**Texte source**
- - -

La plupart des sociétés initiatiques s’appuient sur une tradition transmise de maître à élève par voie orale le plus souvent. Mais ce chemin traditionnel pose une question immédiate : celle de la validité et de la compréhension du message reçu... Nous voyons ce même problème dans les textes sacrés qui nous sont parvenus. C'est la question que pourrait se poser un F\M\ d'une manière inattendue mais pertinente.

Peut-on transmettre ce qu’on n’a pas compris ? Faut-il transmettre ce qu’on n’a pas compris ?

Quels que soient ses rites, la F\ M\ se définit toujours comme une société initiatique traditionnelle. Autrement dit, elle ne saurait s’apparenter en aucune manière à une société profane. C’est une évidence. Et c’est précisément en raison de cela que son principe même réside dans ce concept de tradition, qui signifie transmission. C’est dire que l’identifier uniquement à une société fondée sur l’idée de progrès, au sens moderne du terme, non seulement relève du non-sens, mais dénote une absence de connaissances élémentaires.

« Nous ne sommes pas une société de progrès, m’avait indiqué un F\, nous sommes un ordre de Chevalerie ». On sait en effet le tort que la tentation moderniste, donc déviationniste, a pu faire à l’ordre M\ tant par rapport au monde profane qu’à l’intérieur même du monde des L\, en altérant son esprit, en modifiant les rituels, par exemple, sous prétexte de les adapter au monde contemporain.

Donc, comme le principe de l’ordre M\ réside dans le concept de transmission, une question se pose aux hommes faillibles que nous sommes : tous les adeptes comprennent-ils bien le dépôt initiatique qu’ils ont reçu, et qu’ils ont à  leur tour la mission de transmettre ? Autrement dit, est-il possible de se trouver dans le cas de transmettre ce qu’on n’a pas compris ? Et faut-il alors transmettre ce qu’on n’a pas compris ? A cet égard, observons que la progression graduelle des trente  trois degrés de l’Écossisme, permet, en principe, d’éviter cet écueil dans la mesure où l’on vérifie la qualification initiatique du candidat à chaque changement de degré.

- - -

**Enregistrements**
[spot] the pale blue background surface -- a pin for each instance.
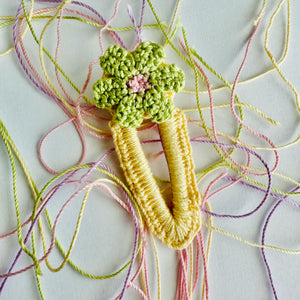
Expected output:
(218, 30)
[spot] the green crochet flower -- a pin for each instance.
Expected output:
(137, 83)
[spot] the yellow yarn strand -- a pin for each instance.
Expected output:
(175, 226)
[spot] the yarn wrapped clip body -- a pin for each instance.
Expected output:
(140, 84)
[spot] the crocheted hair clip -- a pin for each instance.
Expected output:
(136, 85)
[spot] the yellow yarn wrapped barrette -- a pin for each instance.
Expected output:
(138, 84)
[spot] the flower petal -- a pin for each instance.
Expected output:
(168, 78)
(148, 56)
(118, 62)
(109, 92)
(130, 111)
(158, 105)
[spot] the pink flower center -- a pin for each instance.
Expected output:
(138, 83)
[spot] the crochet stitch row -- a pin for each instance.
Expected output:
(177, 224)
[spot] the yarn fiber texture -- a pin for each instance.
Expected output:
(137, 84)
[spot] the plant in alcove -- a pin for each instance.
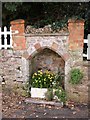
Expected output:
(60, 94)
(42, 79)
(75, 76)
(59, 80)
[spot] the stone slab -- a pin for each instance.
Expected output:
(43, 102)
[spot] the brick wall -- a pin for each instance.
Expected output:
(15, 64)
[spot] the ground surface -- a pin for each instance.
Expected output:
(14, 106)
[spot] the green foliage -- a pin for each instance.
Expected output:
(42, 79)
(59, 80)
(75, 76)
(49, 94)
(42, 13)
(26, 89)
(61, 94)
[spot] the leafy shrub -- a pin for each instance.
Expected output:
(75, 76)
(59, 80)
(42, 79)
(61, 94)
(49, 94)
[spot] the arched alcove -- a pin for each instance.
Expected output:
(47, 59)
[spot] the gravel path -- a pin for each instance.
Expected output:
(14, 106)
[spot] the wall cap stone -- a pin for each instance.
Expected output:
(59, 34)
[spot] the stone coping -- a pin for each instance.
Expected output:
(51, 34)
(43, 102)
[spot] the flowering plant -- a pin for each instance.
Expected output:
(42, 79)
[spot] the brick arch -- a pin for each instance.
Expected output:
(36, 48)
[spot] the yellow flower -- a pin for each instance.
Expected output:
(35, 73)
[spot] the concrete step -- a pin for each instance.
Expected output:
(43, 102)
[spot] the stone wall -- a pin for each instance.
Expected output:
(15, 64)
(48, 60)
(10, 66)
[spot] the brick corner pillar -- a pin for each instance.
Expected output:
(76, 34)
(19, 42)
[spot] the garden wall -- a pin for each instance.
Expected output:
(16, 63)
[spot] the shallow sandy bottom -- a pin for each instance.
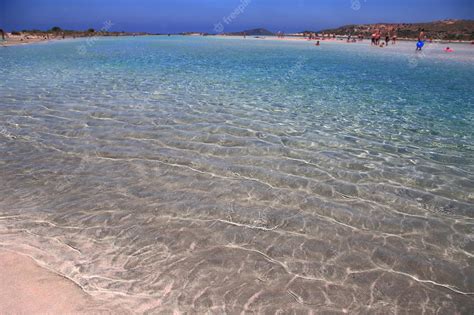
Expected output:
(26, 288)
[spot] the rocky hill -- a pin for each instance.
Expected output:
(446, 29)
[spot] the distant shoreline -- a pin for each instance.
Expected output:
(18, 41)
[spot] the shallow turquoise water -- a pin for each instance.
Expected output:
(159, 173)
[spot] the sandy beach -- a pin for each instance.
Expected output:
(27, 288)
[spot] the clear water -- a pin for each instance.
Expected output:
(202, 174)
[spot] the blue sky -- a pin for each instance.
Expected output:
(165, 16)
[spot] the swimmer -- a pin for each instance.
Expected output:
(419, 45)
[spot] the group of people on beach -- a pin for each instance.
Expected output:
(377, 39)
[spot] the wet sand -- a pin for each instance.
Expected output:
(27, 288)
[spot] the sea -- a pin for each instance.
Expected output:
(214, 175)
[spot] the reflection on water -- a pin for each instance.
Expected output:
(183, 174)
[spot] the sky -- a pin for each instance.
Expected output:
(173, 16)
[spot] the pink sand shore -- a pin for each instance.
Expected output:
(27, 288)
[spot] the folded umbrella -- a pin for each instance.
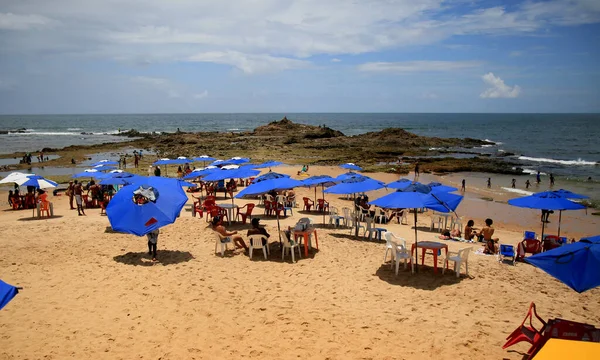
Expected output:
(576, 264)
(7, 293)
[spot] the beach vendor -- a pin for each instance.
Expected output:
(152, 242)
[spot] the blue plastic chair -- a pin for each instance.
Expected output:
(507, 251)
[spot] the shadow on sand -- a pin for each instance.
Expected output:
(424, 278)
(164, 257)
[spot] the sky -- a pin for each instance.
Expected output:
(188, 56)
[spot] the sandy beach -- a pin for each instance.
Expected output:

- - -

**Consigne**
Citez mot pour mot, s'il vous plaît, le passage du texte source qui commence aux mots « Donc, comme le » et s'arrête après « changement de degré. ». Vous n'aurez pas besoin des enregistrements.

**Corrigé**
Donc, comme le principe de l’ordre M\ réside dans le concept de transmission, une question se pose aux hommes faillibles que nous sommes : tous les adeptes comprennent-ils bien le dépôt initiatique qu’ils ont reçu, et qu’ils ont à  leur tour la mission de transmettre ? Autrement dit, est-il possible de se trouver dans le cas de transmettre ce qu’on n’a pas compris ? Et faut-il alors transmettre ce qu’on n’a pas compris ? A cet égard, observons que la progression graduelle des trente  trois degrés de l’Écossisme, permet, en principe, d’éviter cet écueil dans la mesure où l’on vérifie la qualification initiatique du candidat à chaque changement de degré.